## Given data

*** Block opens ***

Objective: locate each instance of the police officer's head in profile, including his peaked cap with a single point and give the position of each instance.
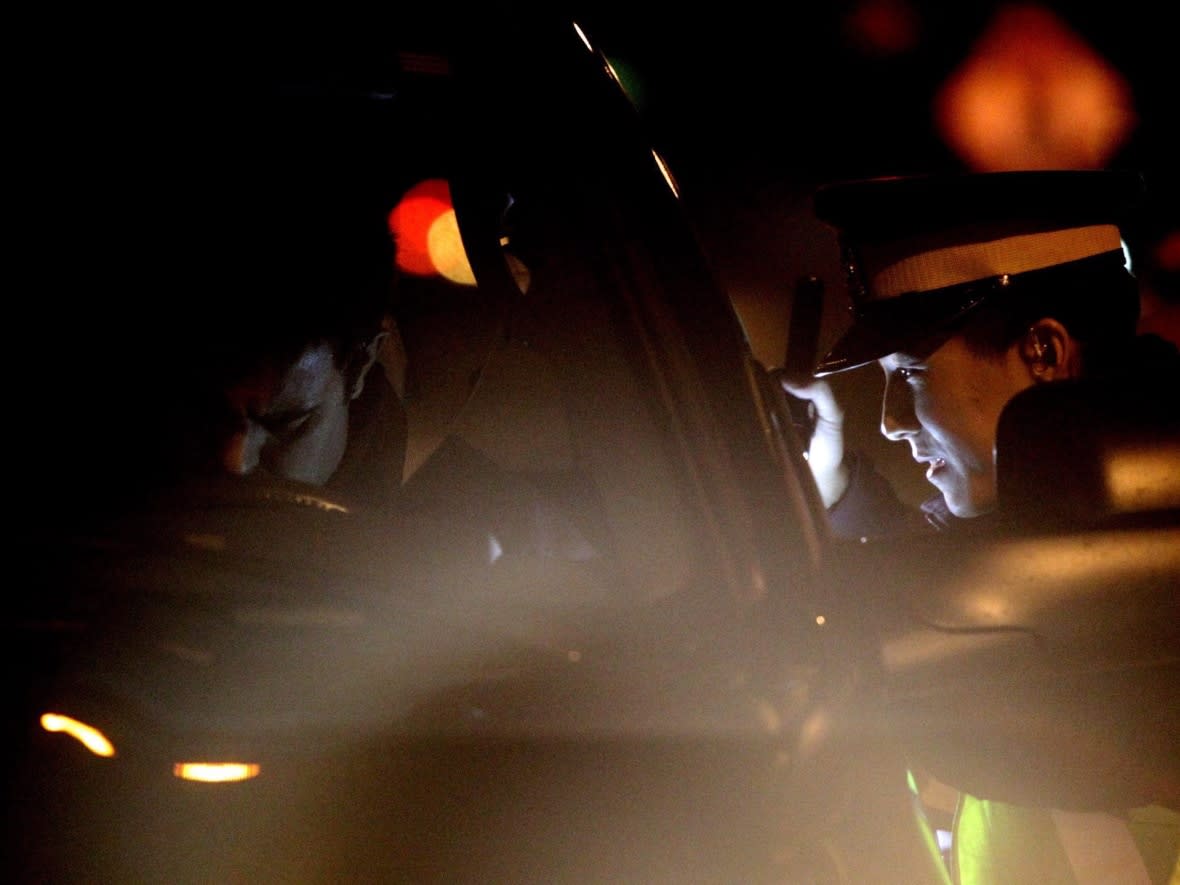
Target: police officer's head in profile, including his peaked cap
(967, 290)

*** Block closes ***
*** Block opens ***

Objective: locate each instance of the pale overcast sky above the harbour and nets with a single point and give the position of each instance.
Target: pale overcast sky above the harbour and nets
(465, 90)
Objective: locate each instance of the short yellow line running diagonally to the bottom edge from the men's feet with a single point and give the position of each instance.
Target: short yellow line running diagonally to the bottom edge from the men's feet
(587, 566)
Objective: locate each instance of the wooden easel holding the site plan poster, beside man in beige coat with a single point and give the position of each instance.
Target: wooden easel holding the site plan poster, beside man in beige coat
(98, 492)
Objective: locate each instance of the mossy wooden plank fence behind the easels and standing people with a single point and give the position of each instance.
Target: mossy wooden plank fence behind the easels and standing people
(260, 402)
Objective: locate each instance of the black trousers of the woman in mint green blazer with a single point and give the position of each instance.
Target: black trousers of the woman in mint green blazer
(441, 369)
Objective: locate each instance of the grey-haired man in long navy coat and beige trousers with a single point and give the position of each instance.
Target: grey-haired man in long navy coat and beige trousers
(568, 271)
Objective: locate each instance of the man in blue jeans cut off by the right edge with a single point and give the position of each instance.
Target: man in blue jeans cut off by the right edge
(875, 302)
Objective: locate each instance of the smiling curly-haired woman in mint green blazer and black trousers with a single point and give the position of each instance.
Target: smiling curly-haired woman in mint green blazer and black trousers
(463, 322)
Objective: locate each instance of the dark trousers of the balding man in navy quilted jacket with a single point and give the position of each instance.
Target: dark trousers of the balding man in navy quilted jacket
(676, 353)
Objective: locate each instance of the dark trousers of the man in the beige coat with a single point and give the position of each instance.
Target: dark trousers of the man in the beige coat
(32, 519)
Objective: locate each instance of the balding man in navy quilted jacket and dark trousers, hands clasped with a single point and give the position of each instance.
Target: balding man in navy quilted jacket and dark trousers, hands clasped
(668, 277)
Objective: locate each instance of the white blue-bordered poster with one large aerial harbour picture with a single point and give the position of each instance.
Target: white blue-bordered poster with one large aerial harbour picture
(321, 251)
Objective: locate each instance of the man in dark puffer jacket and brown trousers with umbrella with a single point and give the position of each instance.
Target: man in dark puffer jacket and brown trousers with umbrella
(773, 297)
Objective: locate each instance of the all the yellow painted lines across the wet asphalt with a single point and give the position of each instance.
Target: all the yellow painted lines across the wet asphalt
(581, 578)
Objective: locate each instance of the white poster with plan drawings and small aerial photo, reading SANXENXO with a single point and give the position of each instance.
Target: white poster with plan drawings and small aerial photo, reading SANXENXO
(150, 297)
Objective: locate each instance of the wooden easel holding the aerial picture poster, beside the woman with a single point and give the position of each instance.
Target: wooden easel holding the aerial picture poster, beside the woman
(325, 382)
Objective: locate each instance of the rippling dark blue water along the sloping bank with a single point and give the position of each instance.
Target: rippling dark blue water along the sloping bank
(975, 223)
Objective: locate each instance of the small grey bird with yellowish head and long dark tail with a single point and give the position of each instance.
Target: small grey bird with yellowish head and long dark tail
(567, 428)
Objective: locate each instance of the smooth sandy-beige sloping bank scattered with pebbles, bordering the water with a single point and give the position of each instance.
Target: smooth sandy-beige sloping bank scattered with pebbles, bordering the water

*** Block closes ***

## Task
Check each line in the data for the word "smooth", then report only how many lines contain it.

## Response to the exercise
2